Directions. Carry on the chapter about the first gold rush from the point where it stops.

BEGIN Extract

Chapter 3

The First Rush




ON JUNE 29, 1851, James William Esmond had returned from the Californian Goldfields, with some skill as a gold prospector.

On his way to Geelong from Clunes (or Cameron's Sheep Run) with samples of gold, while passing through Buninyong, it is possible he could have yarned to Thomas Hiscock about the quartz and surface gravel on the hills near Butters Hill in California compared with the local hills.

Maybe he let the blacksmith see the sample of gold he was carrying.

Maybe this is just speculation, but why should Thomas Hiscock pick a quartz covered slope of the White Horse Range to look for gold so soon after Esmond had passed through the area, unless his eyes had been opened to the possibility of gold by a prospector on his way to Geelong.

Thomas Hiscock found gold on August 8, 1851 near the present Buninyong cemetery.

The news of this event, so soon after Esmond's sample of gold had reached Geelong, startled the seaport again.

Another minor rush followed on the heels of the men who had already set off for Clunes. But it was the next news reaching Geelong that triggered the major rushes of the next ten years.

END Extract
BEGIN Provided material

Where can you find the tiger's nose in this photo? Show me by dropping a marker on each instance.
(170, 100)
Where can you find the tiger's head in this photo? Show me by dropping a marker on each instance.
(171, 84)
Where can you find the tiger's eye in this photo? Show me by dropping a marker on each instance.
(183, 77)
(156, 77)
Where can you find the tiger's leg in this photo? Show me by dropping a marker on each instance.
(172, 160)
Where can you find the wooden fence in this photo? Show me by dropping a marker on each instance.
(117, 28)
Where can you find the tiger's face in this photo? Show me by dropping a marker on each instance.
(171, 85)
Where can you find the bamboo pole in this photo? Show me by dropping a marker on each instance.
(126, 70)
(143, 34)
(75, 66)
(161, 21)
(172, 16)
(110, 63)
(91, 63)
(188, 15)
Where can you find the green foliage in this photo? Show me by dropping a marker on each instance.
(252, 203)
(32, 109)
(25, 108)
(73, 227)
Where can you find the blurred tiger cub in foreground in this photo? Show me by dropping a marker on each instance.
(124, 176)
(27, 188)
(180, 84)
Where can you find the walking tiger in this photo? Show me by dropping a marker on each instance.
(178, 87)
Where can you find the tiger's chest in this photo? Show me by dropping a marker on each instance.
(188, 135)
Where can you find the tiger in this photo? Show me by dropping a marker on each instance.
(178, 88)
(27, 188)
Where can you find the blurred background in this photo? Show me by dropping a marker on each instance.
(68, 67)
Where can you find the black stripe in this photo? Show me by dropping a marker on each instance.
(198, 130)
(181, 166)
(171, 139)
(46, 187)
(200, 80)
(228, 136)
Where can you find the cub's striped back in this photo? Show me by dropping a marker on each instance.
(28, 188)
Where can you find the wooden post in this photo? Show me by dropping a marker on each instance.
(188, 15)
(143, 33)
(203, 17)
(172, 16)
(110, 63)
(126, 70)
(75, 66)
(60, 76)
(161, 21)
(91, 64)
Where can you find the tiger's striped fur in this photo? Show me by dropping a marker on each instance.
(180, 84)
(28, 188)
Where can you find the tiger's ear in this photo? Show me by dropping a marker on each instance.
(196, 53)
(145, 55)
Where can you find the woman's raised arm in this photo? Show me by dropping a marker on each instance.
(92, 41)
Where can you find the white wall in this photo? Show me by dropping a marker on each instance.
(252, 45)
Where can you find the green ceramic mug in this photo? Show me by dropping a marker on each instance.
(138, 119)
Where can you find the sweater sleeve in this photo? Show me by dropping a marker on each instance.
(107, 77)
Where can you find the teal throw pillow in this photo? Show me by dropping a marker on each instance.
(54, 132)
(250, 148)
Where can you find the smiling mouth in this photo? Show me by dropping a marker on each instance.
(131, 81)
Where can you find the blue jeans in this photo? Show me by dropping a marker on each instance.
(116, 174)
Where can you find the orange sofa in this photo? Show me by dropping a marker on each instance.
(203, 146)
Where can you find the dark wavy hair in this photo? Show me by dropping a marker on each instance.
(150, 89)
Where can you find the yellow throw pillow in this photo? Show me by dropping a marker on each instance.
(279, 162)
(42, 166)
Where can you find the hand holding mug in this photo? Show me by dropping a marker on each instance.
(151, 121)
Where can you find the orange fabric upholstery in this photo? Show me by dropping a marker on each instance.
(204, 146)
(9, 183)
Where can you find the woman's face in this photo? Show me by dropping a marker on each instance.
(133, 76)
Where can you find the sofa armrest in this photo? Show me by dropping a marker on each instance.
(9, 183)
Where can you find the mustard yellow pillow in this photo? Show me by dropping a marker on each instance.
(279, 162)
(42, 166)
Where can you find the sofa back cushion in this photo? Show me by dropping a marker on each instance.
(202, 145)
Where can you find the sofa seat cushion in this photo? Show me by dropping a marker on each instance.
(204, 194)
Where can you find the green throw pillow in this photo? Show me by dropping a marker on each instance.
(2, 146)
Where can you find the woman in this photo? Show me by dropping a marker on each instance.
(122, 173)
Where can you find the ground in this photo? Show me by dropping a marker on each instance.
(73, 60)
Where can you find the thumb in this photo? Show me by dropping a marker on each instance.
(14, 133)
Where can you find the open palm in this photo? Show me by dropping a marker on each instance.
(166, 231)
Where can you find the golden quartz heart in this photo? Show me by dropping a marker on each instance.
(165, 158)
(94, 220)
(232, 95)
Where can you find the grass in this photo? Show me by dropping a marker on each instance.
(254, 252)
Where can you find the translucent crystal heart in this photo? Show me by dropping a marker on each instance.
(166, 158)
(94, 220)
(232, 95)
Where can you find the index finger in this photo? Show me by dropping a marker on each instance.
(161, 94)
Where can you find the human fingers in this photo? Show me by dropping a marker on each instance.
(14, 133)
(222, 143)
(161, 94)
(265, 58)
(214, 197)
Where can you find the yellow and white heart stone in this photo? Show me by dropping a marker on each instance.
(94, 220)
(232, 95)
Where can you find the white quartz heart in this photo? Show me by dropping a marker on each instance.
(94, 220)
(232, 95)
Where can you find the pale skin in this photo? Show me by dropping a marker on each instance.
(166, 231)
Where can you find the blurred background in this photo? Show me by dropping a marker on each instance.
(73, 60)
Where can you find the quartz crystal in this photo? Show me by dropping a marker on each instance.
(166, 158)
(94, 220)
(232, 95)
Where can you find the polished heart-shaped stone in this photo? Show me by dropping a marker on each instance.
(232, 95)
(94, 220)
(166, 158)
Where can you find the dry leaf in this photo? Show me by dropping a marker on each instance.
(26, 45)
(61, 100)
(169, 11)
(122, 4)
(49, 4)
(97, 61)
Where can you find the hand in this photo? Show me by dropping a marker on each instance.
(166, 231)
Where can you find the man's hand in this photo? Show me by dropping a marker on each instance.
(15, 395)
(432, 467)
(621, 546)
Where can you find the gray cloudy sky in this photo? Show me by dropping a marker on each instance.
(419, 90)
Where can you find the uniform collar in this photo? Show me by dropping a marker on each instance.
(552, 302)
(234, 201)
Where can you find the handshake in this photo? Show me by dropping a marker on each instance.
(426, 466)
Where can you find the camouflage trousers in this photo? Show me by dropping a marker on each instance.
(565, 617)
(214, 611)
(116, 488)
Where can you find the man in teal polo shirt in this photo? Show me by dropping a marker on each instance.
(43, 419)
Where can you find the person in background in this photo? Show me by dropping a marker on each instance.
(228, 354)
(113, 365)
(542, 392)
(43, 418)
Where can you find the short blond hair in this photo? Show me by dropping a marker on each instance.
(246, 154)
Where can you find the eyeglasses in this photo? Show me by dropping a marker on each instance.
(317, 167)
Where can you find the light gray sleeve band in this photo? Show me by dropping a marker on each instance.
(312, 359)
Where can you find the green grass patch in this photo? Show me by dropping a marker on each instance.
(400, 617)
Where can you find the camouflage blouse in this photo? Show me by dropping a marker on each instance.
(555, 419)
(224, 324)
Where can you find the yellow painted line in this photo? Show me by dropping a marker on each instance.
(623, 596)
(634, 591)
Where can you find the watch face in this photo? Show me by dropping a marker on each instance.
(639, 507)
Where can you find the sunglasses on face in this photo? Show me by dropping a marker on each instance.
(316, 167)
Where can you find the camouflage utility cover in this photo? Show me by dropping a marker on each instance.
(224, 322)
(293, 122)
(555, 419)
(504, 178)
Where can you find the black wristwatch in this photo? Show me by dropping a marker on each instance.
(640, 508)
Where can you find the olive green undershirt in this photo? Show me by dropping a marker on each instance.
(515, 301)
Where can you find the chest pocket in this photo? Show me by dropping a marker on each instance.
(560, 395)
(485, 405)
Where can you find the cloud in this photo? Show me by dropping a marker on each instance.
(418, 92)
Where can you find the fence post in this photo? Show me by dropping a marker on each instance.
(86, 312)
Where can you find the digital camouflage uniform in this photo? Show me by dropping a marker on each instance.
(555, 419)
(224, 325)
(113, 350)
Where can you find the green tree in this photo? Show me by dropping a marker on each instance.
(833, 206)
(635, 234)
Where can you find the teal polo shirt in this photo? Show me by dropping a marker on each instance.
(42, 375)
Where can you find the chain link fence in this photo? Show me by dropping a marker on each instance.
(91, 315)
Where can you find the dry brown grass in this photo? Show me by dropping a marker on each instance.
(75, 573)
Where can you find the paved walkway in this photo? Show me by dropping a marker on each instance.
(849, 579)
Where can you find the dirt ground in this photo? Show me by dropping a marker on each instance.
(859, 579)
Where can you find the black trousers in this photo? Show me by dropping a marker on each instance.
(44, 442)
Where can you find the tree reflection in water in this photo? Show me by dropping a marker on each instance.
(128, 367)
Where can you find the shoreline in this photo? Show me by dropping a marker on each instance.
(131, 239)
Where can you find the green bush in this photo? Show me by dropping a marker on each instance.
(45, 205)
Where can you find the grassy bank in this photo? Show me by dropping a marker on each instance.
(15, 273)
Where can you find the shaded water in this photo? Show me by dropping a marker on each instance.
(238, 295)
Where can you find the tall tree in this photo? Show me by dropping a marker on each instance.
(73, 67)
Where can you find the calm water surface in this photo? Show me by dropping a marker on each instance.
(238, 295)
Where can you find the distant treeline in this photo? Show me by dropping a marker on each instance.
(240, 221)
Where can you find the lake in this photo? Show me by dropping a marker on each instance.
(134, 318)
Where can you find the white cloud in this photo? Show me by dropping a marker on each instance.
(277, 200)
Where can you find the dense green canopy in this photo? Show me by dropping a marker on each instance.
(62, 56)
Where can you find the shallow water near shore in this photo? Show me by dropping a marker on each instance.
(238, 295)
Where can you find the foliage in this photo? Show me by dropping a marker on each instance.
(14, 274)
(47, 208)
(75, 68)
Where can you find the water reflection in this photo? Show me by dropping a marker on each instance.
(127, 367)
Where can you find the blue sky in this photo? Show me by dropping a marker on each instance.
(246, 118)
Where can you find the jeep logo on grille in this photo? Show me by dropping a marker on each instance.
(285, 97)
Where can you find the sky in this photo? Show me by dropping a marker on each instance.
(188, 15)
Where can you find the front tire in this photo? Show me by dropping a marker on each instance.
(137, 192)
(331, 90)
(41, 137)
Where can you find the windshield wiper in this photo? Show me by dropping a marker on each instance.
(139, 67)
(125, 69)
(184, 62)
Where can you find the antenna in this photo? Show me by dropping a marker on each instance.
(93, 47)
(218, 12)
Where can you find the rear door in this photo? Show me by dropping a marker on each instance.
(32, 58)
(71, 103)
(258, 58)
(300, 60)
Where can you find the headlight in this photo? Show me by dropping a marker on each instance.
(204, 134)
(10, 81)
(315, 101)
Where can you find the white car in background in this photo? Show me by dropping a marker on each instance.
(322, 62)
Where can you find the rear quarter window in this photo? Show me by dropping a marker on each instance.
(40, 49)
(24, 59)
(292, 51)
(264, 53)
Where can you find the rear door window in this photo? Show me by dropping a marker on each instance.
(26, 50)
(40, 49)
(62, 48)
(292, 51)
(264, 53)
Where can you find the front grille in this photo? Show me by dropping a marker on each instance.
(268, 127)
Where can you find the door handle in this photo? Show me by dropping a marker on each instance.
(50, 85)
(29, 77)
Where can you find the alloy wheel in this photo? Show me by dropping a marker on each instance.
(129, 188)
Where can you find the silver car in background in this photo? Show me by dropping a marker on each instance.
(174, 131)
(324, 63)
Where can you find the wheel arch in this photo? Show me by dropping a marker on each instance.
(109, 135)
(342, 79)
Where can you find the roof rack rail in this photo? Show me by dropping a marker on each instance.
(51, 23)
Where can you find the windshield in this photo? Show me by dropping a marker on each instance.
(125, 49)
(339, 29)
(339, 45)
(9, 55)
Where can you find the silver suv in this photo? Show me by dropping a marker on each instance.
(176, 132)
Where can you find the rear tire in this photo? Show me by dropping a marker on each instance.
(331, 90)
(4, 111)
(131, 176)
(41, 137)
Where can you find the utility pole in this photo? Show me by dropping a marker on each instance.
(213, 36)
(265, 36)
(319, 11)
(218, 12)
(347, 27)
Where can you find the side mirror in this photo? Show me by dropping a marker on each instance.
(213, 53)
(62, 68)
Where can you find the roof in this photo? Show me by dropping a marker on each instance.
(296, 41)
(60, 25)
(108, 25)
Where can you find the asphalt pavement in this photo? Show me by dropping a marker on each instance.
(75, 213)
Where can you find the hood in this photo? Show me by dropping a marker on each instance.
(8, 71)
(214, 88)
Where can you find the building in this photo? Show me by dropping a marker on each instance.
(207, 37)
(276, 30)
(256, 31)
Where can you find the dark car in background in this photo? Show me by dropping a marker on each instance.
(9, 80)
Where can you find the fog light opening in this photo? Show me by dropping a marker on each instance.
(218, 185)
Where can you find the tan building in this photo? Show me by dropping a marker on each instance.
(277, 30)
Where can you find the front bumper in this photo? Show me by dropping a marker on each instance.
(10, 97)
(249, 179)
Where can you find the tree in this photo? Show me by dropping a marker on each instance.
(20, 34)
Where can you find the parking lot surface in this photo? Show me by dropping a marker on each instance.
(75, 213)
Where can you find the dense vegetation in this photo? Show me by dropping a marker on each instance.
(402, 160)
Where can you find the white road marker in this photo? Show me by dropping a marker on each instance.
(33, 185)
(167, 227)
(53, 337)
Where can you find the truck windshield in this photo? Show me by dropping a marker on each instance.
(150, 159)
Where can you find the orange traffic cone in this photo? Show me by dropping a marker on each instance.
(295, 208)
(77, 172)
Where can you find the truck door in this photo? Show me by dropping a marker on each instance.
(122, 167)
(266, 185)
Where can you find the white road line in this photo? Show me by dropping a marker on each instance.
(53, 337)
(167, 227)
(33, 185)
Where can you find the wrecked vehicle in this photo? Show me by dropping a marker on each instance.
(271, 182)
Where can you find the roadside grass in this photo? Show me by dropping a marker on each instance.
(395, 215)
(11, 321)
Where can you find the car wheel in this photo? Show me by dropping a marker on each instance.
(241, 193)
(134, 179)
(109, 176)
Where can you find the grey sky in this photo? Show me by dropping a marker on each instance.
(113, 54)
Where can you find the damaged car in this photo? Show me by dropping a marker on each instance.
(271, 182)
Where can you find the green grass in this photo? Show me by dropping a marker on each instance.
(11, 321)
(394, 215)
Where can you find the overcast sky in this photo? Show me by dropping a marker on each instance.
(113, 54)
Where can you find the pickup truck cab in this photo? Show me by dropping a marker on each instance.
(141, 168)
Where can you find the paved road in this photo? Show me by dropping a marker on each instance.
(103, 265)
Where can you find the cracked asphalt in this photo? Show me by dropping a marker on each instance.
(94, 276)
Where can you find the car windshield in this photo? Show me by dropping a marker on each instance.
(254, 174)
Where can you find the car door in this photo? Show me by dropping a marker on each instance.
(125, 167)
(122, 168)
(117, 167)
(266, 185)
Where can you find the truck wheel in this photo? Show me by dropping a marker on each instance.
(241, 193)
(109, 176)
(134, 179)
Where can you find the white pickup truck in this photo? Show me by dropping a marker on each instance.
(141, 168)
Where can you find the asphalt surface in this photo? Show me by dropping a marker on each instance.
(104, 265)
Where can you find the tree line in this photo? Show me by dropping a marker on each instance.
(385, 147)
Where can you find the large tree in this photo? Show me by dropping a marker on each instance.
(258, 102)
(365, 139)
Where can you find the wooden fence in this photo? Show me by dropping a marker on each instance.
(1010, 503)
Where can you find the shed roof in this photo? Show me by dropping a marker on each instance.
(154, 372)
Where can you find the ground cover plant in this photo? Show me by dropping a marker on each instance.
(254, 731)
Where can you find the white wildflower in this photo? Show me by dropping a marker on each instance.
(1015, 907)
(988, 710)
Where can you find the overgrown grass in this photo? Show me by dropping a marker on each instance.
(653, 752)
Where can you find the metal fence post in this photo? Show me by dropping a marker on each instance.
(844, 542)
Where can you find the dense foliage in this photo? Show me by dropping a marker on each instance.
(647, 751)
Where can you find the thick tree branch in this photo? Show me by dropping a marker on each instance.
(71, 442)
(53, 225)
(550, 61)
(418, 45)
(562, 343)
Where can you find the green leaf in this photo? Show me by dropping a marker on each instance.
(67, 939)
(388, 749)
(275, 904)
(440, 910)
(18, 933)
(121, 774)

END Provided material

Result of this exercise.
The first groups of men on their way to Clunes were side-tracked at Hiscock diggings, where they searched for the precious metal, with poor results. The wet weather then prevailing and Mother Jamieson's Hotel being close by, they were snug enough. Small parties prospected along the White Horse Range, between August 21 and 24, 1851.

Then John Dunlop and his mate James Regan, who were prospecting on a ridge between One Eye Gully on the east and Yarrowee River to the west, discovered gold.

The ridge became known as Poverty Point.

The outcome of this find was that new diggers arrived, spreading themselves across the north-west slope of the ridge.

They could not miss the alluvial gold as they sank holes in the shallow ground. This is when Golden Point was born.

The best researched account of the discovery of gold and of early days on the Ballarat Gold Fields has been written by the late Harry J Stacpoole in his book "The Ballarat East Goldfields - It's discovery and development".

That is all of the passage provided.